━━━━━ PROVIDED DATA

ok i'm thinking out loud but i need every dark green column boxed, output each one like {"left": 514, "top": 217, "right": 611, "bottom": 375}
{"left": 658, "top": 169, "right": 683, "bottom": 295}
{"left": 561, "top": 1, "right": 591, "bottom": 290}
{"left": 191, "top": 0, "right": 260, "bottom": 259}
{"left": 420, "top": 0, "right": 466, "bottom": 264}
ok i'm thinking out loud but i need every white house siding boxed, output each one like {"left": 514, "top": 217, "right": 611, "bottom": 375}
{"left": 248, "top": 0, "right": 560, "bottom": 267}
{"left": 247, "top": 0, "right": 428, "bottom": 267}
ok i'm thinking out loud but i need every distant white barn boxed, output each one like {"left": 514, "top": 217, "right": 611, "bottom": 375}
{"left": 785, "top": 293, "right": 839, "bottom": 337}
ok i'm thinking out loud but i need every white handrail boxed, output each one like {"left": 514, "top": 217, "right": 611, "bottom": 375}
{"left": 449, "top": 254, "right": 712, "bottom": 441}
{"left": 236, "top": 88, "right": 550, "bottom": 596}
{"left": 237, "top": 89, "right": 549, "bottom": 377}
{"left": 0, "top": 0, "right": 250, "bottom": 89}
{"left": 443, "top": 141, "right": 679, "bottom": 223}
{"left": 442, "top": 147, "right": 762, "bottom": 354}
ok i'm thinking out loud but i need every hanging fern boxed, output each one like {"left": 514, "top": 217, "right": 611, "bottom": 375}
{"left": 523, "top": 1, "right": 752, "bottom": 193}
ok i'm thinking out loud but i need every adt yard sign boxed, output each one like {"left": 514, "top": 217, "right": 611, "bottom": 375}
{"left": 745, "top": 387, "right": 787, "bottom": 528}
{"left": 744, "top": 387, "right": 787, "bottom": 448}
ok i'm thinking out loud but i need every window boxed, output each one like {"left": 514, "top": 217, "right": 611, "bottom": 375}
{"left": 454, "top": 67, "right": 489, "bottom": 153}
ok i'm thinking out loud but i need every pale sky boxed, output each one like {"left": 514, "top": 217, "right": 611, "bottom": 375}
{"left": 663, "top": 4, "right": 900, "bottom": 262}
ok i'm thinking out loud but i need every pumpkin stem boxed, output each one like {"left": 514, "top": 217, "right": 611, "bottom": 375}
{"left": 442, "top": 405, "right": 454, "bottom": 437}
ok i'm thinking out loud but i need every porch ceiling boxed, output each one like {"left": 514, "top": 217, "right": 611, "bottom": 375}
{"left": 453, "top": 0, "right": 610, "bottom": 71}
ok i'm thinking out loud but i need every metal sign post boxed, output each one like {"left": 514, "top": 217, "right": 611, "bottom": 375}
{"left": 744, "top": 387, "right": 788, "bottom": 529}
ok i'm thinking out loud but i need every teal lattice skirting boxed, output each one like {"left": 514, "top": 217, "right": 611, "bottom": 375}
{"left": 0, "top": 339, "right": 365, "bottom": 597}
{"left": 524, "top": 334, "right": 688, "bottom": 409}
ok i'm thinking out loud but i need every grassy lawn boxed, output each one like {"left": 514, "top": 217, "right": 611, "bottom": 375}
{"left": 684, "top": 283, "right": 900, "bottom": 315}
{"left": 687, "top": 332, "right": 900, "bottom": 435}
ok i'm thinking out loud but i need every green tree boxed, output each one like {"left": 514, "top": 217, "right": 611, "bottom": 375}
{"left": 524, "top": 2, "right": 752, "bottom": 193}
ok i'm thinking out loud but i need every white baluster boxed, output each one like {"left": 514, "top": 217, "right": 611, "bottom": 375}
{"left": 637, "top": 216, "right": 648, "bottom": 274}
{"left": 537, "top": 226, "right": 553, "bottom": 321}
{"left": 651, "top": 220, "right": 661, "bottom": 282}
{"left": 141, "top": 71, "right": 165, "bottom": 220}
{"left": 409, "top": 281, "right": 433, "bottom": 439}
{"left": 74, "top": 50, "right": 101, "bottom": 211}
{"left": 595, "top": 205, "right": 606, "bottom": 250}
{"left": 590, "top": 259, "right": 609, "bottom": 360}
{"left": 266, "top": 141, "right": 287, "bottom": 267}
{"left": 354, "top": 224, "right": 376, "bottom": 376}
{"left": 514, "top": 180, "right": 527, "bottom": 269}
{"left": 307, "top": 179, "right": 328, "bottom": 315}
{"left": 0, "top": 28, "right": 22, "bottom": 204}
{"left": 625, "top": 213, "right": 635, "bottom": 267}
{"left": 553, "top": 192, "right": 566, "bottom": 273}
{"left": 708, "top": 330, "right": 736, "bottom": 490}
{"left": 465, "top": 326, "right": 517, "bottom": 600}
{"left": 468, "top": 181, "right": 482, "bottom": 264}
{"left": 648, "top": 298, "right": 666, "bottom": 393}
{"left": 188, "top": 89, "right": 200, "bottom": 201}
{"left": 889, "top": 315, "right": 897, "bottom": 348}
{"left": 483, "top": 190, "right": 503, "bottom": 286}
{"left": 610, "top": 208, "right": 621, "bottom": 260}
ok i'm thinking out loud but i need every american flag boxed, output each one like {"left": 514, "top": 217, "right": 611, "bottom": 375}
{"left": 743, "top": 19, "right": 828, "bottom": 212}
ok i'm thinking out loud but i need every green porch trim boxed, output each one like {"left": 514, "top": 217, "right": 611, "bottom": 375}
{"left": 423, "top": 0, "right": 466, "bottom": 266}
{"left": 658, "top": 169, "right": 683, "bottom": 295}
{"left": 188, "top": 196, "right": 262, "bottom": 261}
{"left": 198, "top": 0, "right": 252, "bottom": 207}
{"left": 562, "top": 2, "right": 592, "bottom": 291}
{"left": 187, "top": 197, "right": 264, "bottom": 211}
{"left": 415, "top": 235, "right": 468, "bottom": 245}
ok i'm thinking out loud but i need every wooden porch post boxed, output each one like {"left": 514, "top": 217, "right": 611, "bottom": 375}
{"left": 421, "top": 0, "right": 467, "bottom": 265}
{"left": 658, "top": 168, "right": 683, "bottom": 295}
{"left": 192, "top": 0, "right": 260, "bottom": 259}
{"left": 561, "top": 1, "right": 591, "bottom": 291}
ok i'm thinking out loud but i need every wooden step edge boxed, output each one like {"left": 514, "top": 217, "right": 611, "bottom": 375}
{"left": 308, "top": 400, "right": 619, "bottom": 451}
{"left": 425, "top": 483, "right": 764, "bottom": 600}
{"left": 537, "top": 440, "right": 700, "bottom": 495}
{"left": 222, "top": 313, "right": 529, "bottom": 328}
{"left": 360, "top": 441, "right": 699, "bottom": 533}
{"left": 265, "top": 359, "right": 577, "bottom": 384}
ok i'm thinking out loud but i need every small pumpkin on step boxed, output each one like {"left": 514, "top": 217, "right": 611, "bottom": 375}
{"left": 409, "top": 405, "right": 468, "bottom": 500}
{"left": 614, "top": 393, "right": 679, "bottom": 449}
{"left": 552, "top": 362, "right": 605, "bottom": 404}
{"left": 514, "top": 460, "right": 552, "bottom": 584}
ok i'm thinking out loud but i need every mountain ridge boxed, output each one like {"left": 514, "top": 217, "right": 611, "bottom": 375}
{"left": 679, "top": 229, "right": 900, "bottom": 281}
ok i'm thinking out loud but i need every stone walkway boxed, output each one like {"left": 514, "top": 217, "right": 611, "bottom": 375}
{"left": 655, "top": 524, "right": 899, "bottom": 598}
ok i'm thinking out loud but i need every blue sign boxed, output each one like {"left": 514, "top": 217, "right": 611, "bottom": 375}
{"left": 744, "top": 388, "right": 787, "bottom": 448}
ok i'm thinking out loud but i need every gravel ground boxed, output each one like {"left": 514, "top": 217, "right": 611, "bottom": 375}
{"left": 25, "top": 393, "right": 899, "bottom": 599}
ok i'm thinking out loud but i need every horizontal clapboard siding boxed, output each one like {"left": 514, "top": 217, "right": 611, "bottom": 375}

━━━━━━━━━━

Word for word, repeat the line holding "ok i'm thinking out loud but i need every mountain" and all lines after it through the end of the entries above.

ok i'm thinking out loud but i need every mountain ridge boxed, output each one like {"left": 514, "top": 217, "right": 611, "bottom": 375}
{"left": 679, "top": 229, "right": 900, "bottom": 281}
ok i'm thinking out loud but i need every stone walkway boxed, output each one like {"left": 514, "top": 217, "right": 611, "bottom": 375}
{"left": 655, "top": 524, "right": 899, "bottom": 598}
ok i'm thinking out loud but i need every blue sign boxed, output each one like {"left": 514, "top": 217, "right": 611, "bottom": 375}
{"left": 744, "top": 388, "right": 787, "bottom": 448}
ok i'm thinking out loud but i need every gravel ground boxed, output each one like {"left": 514, "top": 217, "right": 611, "bottom": 375}
{"left": 25, "top": 393, "right": 899, "bottom": 599}
ok i'm thinking out loud but i need every horizontal clapboard siding boxed, output each one like {"left": 514, "top": 217, "right": 611, "bottom": 375}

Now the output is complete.